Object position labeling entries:
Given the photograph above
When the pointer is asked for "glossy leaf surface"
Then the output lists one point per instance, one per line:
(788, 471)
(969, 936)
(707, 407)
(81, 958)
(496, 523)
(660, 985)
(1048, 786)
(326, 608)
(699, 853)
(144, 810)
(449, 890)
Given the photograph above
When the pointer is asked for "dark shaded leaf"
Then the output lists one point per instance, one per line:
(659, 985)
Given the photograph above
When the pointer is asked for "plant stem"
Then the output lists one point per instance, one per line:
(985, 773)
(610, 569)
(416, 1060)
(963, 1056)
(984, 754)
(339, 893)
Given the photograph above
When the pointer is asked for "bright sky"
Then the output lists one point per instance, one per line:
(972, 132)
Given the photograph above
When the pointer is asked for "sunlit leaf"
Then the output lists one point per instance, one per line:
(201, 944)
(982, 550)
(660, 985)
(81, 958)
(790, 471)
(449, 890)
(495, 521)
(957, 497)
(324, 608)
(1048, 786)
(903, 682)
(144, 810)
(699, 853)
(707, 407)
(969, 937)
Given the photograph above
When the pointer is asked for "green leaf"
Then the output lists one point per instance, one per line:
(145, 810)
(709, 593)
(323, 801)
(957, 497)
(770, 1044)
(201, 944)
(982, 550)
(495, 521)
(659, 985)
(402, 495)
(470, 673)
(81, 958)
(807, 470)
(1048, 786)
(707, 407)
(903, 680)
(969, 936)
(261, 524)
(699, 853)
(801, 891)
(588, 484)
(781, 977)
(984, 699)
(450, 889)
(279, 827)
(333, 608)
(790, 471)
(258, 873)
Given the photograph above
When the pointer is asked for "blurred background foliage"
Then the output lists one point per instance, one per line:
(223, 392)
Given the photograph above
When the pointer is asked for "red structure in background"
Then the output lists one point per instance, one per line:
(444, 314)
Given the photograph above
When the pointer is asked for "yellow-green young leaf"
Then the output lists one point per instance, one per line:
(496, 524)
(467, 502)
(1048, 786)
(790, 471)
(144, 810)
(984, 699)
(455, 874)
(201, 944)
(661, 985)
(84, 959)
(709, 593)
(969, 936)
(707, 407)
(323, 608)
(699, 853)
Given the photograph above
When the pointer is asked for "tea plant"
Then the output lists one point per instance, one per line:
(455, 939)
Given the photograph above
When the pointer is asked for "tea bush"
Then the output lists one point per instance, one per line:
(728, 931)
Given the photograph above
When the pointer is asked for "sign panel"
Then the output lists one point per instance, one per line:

#### Objective:
Copy out the full listing exactly.

#### Completed exercise:
Given the photograph above
When the pointer is asked for "glossy leaf surface"
Then the output lists one point per instance, one per line:
(788, 471)
(969, 936)
(707, 407)
(81, 958)
(496, 523)
(660, 985)
(1048, 786)
(326, 608)
(699, 853)
(144, 810)
(449, 890)
Given the photograph above
When the pointer is asked for "dark shaded leaf"
Then the output lists one point per instance, one per line:
(659, 985)
Given the photograph above
When the pointer is asked for "plant stem"
Then the output lists one point per instance, one per line:
(985, 773)
(610, 569)
(416, 1060)
(963, 1056)
(984, 754)
(339, 893)
Given the photograph above
When the pointer is asked for "bright sky"
Then the output lists one point per instance, one per line:
(972, 132)
Given the photograph above
When the pointer is asked for "sunlit leaf"
Then the output lists one point per instance, one per line:
(201, 944)
(982, 550)
(660, 985)
(81, 958)
(790, 471)
(449, 890)
(495, 521)
(957, 497)
(324, 608)
(1048, 786)
(903, 682)
(144, 810)
(699, 853)
(707, 407)
(969, 937)
Given the photograph above
When the pointer is asked for "green leaf"
Then the output lists one point per instance, one per line:
(145, 810)
(709, 593)
(323, 801)
(957, 497)
(770, 1044)
(201, 944)
(982, 550)
(495, 521)
(659, 985)
(402, 495)
(470, 673)
(81, 958)
(807, 470)
(1048, 786)
(707, 407)
(903, 680)
(969, 936)
(261, 524)
(699, 853)
(801, 891)
(588, 484)
(781, 977)
(984, 699)
(450, 889)
(279, 827)
(333, 608)
(790, 471)
(258, 873)
Given the photograph above
When the pointer is asked for "blurred background foliage"
Then the output lists one point per instance, one per line:
(223, 392)
Given the photograph above
When the pointer is asked for "red structure in background"
Then the output lists one point per instance, one per line:
(444, 314)
Given the photograph above
When the pointer is asked for "yellow-green young leaf"
Then the output lists one point per instance, one per line:
(496, 524)
(467, 502)
(1048, 786)
(790, 471)
(144, 810)
(984, 699)
(455, 874)
(201, 944)
(661, 985)
(84, 959)
(709, 593)
(969, 936)
(707, 407)
(323, 608)
(699, 853)
Given the photograph above
When the pointer is asked for "tea plant"
Then the output lists one point per instance, one per line:
(455, 939)
Given the photograph above
When the pointer is asked for "tea bush"
Then the output lists one point per instance, one per line:
(728, 931)
Given the photograph above
When the pointer is asked for "sign panel"
Then the output lists one point per instance, one per line:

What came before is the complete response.